Data supplied:
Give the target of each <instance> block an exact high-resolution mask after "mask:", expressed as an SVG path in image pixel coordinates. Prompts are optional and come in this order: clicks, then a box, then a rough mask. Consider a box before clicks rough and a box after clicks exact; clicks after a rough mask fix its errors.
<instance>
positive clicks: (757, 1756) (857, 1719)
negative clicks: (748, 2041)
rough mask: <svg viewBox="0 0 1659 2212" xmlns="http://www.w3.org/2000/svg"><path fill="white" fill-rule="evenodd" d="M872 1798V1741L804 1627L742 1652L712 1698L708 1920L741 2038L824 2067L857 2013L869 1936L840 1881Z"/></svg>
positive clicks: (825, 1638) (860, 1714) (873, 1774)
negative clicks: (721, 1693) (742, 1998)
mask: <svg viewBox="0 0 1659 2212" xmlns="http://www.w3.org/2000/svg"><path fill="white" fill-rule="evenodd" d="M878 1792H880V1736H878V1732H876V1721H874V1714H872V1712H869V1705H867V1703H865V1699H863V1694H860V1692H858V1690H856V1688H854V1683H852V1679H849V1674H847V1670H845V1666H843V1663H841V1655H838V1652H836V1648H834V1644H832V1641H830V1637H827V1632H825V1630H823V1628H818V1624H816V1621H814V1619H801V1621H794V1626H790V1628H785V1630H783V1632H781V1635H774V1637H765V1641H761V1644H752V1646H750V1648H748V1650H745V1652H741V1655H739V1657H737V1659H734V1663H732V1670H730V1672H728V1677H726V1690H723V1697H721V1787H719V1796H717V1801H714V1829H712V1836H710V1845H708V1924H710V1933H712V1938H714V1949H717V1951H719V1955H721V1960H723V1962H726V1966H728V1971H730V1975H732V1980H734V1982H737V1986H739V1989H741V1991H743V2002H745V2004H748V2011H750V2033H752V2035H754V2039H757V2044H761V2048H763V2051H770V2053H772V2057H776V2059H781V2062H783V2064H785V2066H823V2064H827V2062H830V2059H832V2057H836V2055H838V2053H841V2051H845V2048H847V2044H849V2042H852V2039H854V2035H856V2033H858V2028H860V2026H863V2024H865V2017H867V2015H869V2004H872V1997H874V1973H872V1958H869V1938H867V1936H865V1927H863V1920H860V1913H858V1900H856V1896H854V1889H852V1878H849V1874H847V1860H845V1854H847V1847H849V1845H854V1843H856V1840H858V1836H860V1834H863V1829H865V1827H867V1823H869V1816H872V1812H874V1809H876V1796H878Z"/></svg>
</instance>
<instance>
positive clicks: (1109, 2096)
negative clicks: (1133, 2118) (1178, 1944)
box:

Instruction: Copy the data word for word, from its very beginning through the line that contains "negative clicks: (748, 2041)".

Answer:
Give the target of each <instance> block an exact high-resolution mask after "mask:", expressed as an SVG path in image pixel coordinates. Prompts are optional and come in this order: clicks, then a box, then a rough mask. Consider a box before clicks rough and a box after clicks exact; clicks after a rough mask fix its errors.
<instance>
positive clicks: (757, 1756) (857, 1719)
negative clicks: (748, 2041)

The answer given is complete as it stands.